Research and Entrepreneurship
Thorp was awarded a Presidential Young Investigator Award in 1991 by the National Science Foundation, which provided $100,000 of research funding annually for five years. Later in 1991, Thorp was one of 20 people awarded a grant by the David and Lucile Packard Foundation; the $500,000 fellowship was for research on compounds used in genetic therapy. Both grants were for research to develop cancer and AIDS drugs as alternatives to chemotherapy.
In 1996, Thorp co-founded biotechnology company Alderaan Diagnostics, later renamed Xanthon, Inc., to commercialize a technology he co-developed. The technology involved using electricity to test compounds that could later become new drugs. It was intended to turn a process that previously took months into an electronic process that would instead take hours. In 2001, Thorp was recognized by Fortune Small Business as a Small Business Innovator for the work that led to the founding of the company. Xanthon raised several rounds of venture capital, totaling $25 million, before folding in 2002, after technical glitches had delayed release of its commercial product and it could not find further funding.
In 2005, Thorp co-founded Viamet Pharmaceuticals, another biotechnology company, to develop treatments for cancer and other diseases. It raised $4 million in venture capital funding in 2007, and an additional $18 million in 2009. Thorp is no longer involved in operation of the company.
Thorp is a member of the scientific advisory board of Ohmx, a biotechnology firm based on technology developed by his doctoral mentor, Harry B. Gray. He was previously a venture partner at Hatteras Venture Partners, co-founded by his brother Clay. He gave up that role after being named chancellor of UNC in 2008, and his equity stake in the firm was transferred to a blind trust.
Thorp is a member of the UNC Lineberger Comprehensive Cancer Center.

[EXERCISE TASKS]
1) List every company or firm named in the research and entrepreneurship section, counting a company that changed its name only once.
2) Reproduce the stretch of the research and entrepreneurship section from "In 1996, Thorp" through "find further funding." word for word.

Data entries:
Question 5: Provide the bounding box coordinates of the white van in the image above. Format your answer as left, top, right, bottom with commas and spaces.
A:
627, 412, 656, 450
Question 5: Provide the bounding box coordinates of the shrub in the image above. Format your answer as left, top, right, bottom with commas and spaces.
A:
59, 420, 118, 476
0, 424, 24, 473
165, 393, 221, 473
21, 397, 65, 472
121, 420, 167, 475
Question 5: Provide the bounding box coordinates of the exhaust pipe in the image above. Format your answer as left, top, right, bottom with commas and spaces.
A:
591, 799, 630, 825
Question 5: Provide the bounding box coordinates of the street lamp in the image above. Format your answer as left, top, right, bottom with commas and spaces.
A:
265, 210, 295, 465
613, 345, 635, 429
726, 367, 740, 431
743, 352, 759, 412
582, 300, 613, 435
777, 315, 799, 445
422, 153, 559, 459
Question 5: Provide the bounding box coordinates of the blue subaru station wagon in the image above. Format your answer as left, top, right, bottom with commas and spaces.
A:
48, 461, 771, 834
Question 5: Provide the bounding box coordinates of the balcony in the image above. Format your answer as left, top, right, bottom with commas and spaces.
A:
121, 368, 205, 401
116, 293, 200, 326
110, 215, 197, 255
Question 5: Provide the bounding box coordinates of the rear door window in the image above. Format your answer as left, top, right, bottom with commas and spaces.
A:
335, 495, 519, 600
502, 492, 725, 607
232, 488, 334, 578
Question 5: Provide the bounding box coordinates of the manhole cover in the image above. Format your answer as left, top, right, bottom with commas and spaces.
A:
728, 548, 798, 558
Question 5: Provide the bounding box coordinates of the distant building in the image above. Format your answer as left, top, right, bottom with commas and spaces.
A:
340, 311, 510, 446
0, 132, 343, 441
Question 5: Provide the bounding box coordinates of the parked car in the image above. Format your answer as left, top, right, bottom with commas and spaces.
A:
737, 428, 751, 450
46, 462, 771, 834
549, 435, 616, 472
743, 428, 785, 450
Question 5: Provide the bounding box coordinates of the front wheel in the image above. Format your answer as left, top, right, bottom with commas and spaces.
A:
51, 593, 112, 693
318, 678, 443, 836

[SOLUTIONS BELOW]
1)
- Alderaan Diagnostics (later renamed Xanthon, Inc.)
- Viamet Pharmaceuticals
- Ohmx
- Hatteras Venture Partners

2)
In 1996, Thorp co-founded biotechnology company Alderaan Diagnostics, later renamed Xanthon, Inc., to commercialize a technology he co-developed. The technology involved using electricity to test compounds that could later become new drugs. It was intended to turn a process that previously took months into an electronic process that would instead take hours. In 2001, Thorp was recognized by Fortune Small Business as a Small Business Innovator for the work that led to the founding of the company. Xanthon raised several rounds of venture capital, totaling $25 million, before folding in 2002, after technical glitches had delayed release of its commercial product and it could not find further funding.